What to work on
1. In the Boys and Girls Clubs passage, rewrite the paragraph beginning "At my club we have seven full-time staff" as a short bulleted list that keeps its main facts.
2. Answer these questions from the Boys and Girls Clubs passage, one line each:
(a) What does Siegel say "inclusive environment" means?
(b) Why is it appealing that the tools are online and interactive?
(c) How many full-time staff does Siegel's club have during the school year?
3. Summarize the Boys and Girls Clubs passage in two sentences.

Passage to read
:::::

Siegel explained that Boys and Girls Clubs of the Twin Cities are an “inclusive environment,” meaning that all children who come — regardless of disability or background — are welcome to attend. This is a good thing, she said, but it also means that interacting with a wide range of kids can present some unique challenges. She hopes that the toolkit trainings will help workers gain confidence and skills in their interactions with club members.
“We have kids from everywhere,” Siegel said. “A partnership like this is good for a lot of staff that doesn’t have that training in mental health. It helps them understand where kids are coming from and why they may be acting the way they are.”
The fact that the tools are all online and interactive is also appealing, because busy volunteers and staff can view them at times that are convenient for their schedules.
“At my club we have seven full-time staff during the school year,” Siegel said. “We serve an average of 100 kids a day. We also have a great relationship with a pretty large base of volunteers. We’ve offered staff trainings, but our new partnership with ACA gives everyone an opportunity to take part on their own time.”

:::::

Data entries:
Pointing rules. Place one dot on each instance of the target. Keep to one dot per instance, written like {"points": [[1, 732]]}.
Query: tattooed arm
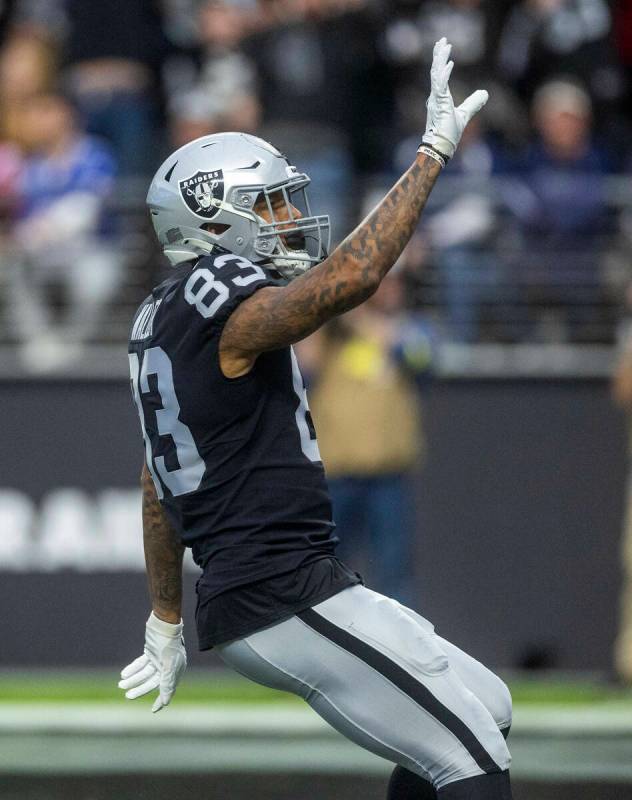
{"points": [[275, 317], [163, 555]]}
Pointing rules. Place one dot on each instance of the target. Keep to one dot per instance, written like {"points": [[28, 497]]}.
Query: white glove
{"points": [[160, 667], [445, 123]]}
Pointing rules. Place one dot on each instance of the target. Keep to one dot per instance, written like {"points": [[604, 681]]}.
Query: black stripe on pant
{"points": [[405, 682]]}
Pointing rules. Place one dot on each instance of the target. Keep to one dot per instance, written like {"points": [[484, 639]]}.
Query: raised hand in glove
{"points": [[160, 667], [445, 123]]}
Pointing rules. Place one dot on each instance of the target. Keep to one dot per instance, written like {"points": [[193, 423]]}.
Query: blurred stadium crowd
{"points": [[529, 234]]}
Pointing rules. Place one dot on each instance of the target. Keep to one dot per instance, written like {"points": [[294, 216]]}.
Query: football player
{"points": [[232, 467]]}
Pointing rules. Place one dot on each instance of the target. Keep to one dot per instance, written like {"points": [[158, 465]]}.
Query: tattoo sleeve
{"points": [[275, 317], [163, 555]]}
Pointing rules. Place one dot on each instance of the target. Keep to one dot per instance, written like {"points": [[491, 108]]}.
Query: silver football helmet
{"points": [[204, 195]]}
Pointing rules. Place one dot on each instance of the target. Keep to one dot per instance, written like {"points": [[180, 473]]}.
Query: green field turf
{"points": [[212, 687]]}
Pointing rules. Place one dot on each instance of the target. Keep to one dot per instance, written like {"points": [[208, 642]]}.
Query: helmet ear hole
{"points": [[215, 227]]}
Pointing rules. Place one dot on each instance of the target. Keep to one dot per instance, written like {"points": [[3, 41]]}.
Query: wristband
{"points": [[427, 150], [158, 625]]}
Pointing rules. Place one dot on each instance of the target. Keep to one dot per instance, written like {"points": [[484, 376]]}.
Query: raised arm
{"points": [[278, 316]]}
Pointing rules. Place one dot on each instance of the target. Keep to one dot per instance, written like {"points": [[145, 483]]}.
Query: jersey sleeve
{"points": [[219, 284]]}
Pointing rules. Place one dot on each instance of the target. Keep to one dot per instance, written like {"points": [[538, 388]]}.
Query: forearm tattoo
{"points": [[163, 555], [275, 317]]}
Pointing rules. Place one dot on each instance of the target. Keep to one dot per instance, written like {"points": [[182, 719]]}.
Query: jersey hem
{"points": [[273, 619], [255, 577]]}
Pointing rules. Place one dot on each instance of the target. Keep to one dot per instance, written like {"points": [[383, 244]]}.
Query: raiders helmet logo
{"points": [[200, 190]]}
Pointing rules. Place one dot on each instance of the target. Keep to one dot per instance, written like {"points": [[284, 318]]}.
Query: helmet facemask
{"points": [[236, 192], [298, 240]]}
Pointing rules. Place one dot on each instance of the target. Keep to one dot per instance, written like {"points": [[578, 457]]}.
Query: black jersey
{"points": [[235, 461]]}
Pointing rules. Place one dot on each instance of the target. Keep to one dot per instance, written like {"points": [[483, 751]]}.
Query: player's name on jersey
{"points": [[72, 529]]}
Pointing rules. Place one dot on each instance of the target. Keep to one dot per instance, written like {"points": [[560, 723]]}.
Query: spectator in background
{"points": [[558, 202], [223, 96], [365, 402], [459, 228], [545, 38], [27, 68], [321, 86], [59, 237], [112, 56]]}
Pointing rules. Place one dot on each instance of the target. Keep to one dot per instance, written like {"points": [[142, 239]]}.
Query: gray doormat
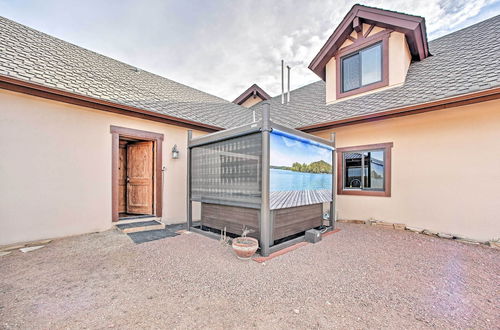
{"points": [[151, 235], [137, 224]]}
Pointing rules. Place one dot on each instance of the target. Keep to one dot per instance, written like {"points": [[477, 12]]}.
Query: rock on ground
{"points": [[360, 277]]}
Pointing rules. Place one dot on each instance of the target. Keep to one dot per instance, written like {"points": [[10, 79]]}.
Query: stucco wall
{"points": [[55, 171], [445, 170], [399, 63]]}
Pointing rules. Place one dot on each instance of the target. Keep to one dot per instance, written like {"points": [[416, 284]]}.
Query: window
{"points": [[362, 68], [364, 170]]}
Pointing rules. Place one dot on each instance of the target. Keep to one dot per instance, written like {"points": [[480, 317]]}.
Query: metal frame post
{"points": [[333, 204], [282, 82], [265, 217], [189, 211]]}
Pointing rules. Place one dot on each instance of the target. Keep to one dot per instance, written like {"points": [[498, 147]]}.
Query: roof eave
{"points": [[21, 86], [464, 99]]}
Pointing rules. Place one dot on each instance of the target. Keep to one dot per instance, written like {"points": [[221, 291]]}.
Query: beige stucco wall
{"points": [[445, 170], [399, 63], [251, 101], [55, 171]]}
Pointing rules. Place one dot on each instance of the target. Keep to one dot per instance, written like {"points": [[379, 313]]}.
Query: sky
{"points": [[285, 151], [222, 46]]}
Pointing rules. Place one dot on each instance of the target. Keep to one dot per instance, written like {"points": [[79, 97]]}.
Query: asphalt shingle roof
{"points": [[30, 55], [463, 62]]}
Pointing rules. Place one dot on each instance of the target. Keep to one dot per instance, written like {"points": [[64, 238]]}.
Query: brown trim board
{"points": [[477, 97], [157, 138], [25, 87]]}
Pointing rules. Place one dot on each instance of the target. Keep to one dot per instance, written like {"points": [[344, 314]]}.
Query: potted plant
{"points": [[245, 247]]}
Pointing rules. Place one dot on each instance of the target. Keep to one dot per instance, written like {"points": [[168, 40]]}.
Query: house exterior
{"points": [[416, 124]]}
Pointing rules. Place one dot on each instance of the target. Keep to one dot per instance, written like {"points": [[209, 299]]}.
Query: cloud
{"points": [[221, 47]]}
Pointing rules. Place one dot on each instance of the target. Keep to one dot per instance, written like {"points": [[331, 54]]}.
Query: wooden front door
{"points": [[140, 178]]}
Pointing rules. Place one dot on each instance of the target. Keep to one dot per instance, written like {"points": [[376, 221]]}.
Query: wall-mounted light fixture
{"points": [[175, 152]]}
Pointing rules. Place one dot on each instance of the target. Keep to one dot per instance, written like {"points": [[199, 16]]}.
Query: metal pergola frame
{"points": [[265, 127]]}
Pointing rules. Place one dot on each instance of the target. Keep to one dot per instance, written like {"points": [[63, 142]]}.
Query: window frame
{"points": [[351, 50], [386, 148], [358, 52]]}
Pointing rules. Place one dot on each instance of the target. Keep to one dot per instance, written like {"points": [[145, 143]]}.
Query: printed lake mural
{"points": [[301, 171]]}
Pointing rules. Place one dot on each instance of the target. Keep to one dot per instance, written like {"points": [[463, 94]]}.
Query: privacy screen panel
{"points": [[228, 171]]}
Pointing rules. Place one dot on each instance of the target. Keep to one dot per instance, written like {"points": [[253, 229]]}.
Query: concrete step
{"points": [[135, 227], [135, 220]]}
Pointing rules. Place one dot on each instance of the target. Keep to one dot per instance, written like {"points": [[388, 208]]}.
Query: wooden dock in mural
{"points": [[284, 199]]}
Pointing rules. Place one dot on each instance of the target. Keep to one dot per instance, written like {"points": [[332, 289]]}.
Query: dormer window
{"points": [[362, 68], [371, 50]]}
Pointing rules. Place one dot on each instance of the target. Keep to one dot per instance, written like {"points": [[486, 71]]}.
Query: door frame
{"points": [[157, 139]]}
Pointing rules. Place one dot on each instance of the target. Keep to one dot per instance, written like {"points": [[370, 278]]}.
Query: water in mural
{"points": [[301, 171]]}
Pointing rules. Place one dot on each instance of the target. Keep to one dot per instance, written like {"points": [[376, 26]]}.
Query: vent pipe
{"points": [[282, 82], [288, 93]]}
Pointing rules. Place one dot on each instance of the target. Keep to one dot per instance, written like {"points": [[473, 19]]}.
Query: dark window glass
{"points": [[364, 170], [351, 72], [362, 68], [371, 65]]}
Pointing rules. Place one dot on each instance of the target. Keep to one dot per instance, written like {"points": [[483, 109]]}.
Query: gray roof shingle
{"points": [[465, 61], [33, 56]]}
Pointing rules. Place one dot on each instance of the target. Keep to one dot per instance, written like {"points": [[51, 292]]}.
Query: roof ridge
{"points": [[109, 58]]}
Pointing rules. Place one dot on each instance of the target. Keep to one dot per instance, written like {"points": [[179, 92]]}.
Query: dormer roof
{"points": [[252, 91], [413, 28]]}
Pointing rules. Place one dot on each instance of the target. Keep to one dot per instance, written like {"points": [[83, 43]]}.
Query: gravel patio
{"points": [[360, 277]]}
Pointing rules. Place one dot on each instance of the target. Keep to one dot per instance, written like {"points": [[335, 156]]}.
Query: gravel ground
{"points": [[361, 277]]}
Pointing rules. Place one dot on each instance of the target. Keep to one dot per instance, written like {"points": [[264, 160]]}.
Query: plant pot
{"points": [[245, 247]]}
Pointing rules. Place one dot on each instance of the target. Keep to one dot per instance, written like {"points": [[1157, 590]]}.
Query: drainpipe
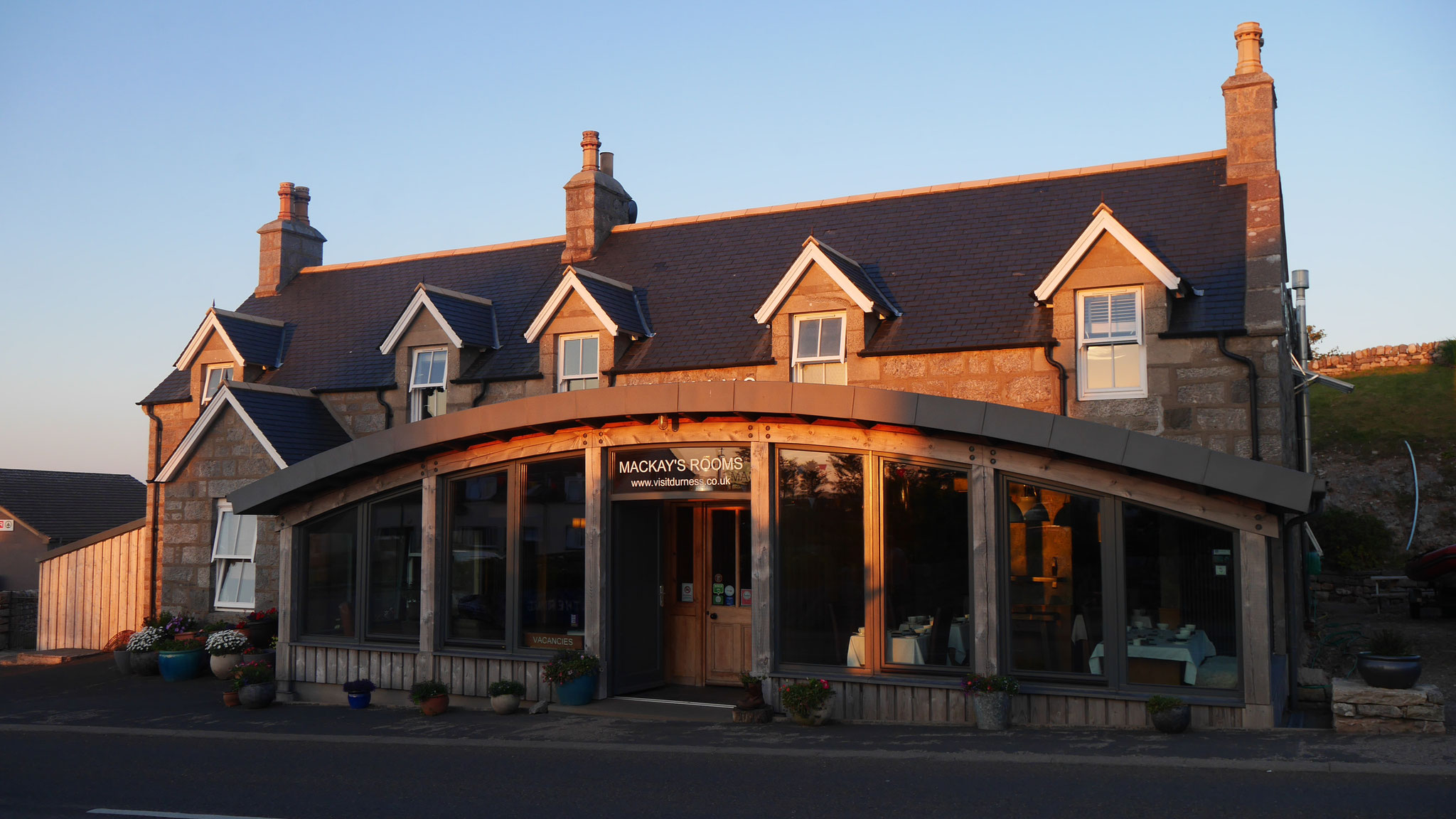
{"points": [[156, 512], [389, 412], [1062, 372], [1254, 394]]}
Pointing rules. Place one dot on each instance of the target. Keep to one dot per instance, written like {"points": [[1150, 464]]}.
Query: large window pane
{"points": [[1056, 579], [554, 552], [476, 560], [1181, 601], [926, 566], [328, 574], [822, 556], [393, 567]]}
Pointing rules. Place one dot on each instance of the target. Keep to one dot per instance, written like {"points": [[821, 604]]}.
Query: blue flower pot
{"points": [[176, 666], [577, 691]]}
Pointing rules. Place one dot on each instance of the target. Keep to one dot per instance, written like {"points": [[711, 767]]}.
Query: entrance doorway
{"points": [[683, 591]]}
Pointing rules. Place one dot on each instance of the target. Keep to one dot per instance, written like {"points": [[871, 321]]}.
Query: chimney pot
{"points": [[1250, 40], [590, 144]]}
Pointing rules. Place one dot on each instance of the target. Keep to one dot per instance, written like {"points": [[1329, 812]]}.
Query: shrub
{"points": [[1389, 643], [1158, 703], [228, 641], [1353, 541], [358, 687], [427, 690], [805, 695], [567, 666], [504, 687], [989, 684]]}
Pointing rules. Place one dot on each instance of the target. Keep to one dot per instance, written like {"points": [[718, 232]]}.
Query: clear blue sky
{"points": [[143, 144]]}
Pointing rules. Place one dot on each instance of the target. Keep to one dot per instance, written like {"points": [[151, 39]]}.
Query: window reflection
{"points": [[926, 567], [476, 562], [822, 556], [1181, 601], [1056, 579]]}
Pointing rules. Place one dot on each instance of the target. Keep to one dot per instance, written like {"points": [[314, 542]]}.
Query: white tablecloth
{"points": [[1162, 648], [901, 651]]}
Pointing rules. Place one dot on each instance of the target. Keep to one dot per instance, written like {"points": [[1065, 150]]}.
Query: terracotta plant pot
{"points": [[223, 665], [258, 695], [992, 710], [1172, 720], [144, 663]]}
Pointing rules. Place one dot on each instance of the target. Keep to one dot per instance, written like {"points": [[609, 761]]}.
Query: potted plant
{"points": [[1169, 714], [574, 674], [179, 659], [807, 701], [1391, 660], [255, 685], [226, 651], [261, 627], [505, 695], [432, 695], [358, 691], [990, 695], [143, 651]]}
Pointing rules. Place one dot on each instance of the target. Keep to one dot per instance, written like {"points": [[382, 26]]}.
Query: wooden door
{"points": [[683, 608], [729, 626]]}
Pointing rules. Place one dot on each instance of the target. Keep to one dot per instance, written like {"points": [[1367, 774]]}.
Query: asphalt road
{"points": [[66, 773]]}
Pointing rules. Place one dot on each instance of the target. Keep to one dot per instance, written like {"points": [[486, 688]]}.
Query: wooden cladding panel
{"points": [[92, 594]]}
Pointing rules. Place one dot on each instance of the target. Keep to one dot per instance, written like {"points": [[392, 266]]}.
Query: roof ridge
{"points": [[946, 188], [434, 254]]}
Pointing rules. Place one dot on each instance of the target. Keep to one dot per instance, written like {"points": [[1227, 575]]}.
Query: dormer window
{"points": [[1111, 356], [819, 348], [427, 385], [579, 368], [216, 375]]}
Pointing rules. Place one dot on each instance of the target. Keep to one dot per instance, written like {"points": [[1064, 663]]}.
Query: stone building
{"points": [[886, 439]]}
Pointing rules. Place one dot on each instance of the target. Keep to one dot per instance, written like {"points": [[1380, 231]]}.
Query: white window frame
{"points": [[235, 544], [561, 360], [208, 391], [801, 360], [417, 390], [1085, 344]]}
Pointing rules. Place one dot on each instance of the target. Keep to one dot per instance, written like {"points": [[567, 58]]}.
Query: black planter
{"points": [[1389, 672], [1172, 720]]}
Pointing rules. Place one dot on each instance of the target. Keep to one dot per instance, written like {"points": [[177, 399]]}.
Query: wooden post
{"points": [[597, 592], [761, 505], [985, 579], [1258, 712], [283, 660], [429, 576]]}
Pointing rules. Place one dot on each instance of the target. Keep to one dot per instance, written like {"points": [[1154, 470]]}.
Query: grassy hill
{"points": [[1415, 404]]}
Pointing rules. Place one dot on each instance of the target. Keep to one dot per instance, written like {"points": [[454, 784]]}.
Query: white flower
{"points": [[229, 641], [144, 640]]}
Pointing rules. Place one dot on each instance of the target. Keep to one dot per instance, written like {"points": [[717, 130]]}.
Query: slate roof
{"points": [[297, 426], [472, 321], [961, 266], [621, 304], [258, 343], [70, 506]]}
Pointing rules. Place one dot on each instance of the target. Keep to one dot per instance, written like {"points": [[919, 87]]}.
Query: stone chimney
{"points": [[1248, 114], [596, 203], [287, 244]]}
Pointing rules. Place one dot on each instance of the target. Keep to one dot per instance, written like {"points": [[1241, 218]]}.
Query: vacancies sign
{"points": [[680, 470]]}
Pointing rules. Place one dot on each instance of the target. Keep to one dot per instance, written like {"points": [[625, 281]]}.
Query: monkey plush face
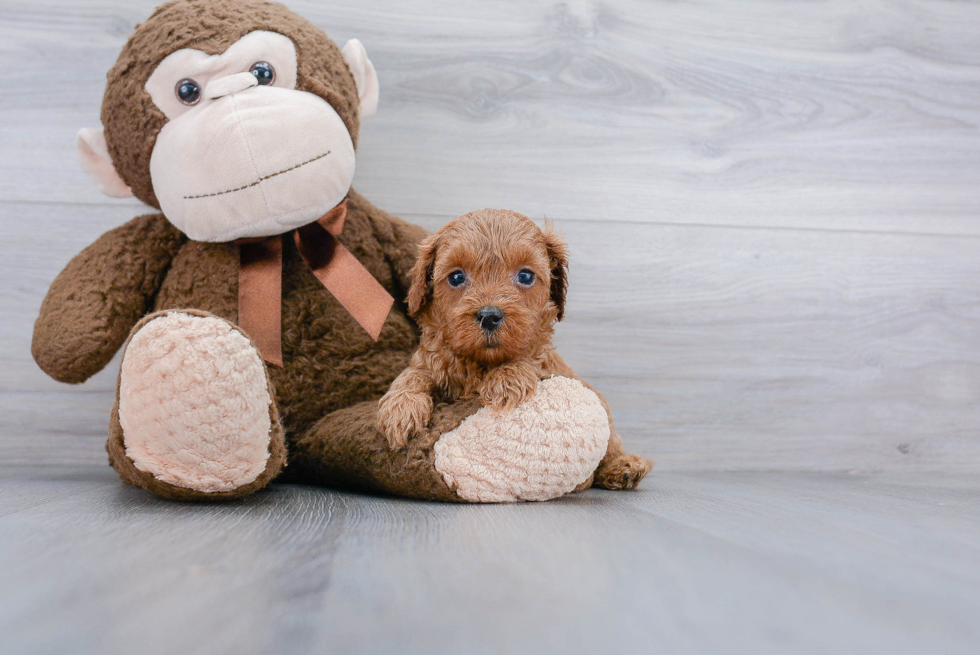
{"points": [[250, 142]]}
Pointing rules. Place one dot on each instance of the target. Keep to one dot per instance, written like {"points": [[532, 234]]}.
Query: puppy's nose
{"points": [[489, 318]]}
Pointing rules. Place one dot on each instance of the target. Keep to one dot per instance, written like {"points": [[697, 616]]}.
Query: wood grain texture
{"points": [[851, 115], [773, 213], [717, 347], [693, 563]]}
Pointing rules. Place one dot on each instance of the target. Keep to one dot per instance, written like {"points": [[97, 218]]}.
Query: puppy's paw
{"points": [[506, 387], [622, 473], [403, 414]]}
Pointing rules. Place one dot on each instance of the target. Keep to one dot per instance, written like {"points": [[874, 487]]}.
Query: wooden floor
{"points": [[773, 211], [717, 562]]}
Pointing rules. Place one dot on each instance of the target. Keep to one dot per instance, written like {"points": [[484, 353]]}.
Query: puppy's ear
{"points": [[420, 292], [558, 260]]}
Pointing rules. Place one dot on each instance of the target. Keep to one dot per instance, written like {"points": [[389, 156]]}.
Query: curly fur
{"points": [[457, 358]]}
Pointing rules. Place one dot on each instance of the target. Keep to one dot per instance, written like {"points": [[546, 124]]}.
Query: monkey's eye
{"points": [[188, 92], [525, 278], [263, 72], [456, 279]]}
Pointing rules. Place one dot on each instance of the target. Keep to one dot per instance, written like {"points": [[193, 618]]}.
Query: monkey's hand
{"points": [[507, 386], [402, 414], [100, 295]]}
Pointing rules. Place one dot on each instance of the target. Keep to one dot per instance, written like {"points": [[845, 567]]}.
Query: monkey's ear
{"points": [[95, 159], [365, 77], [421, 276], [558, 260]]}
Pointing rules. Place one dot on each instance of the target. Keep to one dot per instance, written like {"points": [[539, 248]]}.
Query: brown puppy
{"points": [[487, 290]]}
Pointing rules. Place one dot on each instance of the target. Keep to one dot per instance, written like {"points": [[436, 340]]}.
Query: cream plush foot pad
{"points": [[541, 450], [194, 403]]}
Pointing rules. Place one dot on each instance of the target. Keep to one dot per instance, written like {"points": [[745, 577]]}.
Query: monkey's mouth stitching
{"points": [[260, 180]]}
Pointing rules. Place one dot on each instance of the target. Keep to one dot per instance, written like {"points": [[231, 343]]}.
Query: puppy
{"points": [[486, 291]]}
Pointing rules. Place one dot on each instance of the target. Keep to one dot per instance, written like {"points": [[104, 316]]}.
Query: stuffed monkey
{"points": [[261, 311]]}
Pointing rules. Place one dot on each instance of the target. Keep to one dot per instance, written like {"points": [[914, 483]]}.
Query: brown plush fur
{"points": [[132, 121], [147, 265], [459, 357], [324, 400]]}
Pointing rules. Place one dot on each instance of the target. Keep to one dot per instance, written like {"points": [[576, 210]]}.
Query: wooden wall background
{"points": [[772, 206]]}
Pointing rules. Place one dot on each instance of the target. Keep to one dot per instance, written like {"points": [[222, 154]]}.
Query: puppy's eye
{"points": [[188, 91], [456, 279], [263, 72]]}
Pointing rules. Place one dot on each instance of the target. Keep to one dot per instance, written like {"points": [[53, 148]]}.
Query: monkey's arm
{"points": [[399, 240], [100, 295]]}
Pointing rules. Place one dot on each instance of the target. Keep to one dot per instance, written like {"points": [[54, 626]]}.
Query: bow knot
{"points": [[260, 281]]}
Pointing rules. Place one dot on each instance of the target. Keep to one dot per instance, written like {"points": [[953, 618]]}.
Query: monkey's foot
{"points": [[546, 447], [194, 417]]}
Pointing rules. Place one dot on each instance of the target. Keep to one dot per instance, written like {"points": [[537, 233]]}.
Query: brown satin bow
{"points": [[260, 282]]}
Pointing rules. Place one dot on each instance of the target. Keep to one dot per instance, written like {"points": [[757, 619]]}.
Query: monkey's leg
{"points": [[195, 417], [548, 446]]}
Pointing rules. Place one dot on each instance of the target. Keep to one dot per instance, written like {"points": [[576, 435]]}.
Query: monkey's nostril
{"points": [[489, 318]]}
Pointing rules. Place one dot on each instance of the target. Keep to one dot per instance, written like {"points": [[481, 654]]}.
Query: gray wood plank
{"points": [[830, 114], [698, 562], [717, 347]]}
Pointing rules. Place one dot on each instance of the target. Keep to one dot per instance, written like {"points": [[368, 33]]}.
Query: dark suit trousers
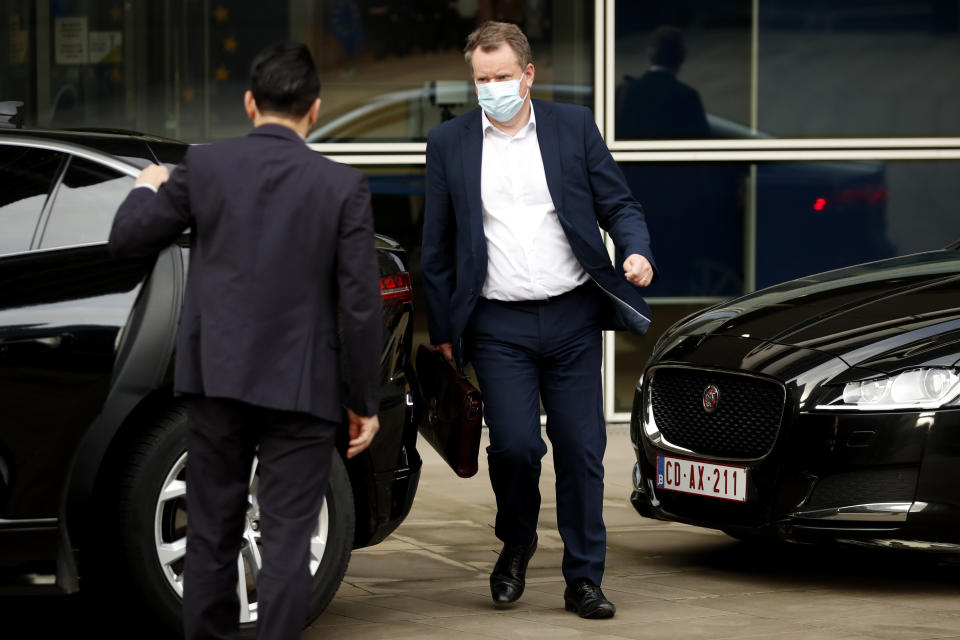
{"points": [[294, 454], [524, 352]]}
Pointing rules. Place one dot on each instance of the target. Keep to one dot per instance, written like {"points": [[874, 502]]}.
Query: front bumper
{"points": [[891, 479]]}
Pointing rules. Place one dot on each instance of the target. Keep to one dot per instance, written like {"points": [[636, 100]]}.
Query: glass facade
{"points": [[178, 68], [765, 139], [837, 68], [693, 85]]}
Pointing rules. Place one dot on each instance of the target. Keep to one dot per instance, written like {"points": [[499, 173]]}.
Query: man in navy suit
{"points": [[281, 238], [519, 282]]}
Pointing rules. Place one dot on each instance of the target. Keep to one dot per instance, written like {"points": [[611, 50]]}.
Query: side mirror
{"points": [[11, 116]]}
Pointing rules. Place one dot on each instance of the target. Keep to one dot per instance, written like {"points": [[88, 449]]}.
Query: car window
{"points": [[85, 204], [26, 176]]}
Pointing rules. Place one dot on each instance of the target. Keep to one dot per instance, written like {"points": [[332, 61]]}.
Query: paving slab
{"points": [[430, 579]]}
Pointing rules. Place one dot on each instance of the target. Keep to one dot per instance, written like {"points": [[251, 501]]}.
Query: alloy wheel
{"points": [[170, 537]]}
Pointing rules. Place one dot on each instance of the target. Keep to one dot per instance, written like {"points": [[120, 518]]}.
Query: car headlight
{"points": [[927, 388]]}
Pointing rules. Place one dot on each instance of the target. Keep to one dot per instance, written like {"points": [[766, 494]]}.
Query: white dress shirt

:::::

Written answers
1.
- Siegel's club has seven full-time staff during the school year.
- It serves an average of 100 kids a day.
- It has a great relationship with a fairly large base of volunteers.
- It has offered staff trainings before.
- The new partnership with ACA lets everyone take part on their own time.

2.
(a) All children who come, regardless of disability or background, are welcome to attend.
(b) Busy volunteers and staff can view them at times that are convenient for their schedules.
(c) Seven.

3. Siegel explained that the Boys and Girls Clubs of the Twin Cities welcome all children regardless of disability or background, which can present unique challenges, and she hopes the toolkit trainings will give workers confidence and skills. Because the tools are online and interactive, busy staff and volunteers can use them at convenient times, and the new partnership with ACA lets everyone take part on their own time.